**Information supplied:**
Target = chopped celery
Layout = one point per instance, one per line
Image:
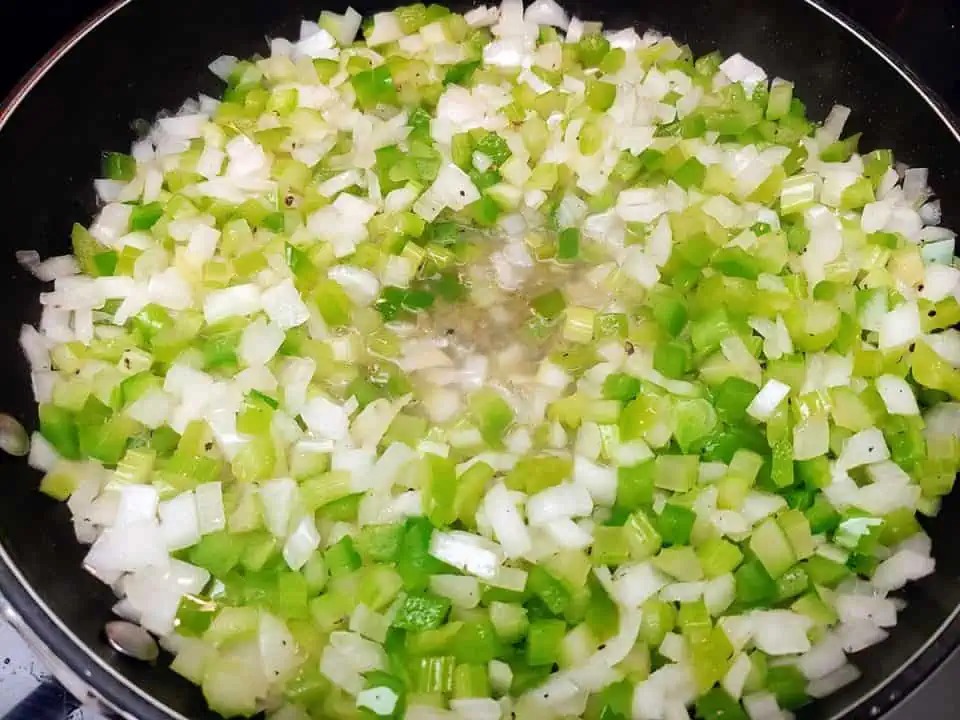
(667, 360)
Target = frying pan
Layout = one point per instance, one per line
(136, 58)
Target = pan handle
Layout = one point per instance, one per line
(49, 701)
(64, 682)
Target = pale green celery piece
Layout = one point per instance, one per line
(577, 646)
(135, 466)
(772, 548)
(745, 464)
(71, 393)
(680, 562)
(307, 463)
(233, 624)
(676, 472)
(778, 102)
(60, 482)
(507, 196)
(798, 193)
(797, 529)
(509, 620)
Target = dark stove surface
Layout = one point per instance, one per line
(924, 33)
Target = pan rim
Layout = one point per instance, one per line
(55, 632)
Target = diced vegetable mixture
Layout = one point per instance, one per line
(502, 365)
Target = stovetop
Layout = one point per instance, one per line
(925, 34)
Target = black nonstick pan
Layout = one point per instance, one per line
(138, 57)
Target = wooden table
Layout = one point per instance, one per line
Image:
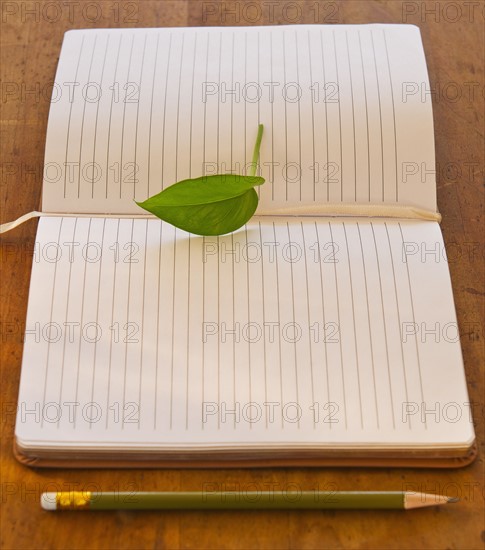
(453, 34)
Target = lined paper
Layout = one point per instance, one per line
(136, 110)
(309, 333)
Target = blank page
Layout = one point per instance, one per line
(346, 114)
(312, 334)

**Problem statement:** Copy everything in the listing from the line containing "Target = dark stove surface" down to the end of the listing, swapping "wooden table" for "oak table" and leaving all else unchanged. Leave the pictures out of your answer.

**Answer to this problem:**
Target = dark stove surface
Layout = one point per instance, one per line
(924, 33)
Target = pan rim
Layout = one point per instance, one per line
(55, 632)
Target = diced vegetable mixture
Layout = one point per instance, one per line
(502, 365)
Target = stovetop
Layout = one point per instance, one per line
(925, 34)
Target = black nonstick pan
Layout = one point per instance, one per line
(138, 57)
Target = oak table
Layout = one point per instance, one per line
Image:
(453, 34)
Target = lined paper
Layout = one point per instance, one per line
(136, 110)
(309, 333)
Target = blank page
Layout = one point per instance, one per line
(346, 114)
(312, 334)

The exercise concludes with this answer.